◆ Your objective
Every line holding the string "instance" should be copied out of the listing.

Content starts

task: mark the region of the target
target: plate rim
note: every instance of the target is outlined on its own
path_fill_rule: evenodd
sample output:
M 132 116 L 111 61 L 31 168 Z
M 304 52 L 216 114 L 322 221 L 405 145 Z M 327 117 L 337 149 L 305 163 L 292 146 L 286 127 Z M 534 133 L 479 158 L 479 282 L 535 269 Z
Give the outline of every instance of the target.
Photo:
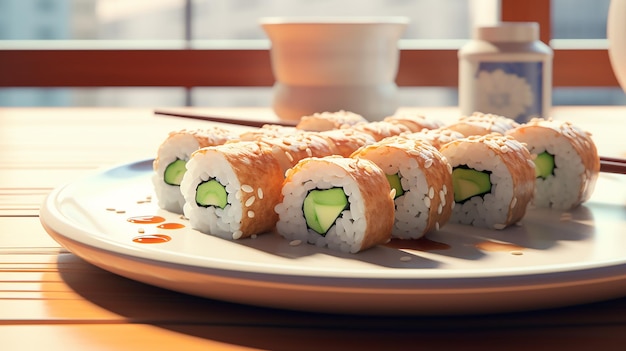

Content ends

◆ Result below
note: every instance of the target is outlined on its own
Give the outline of every instance of the target.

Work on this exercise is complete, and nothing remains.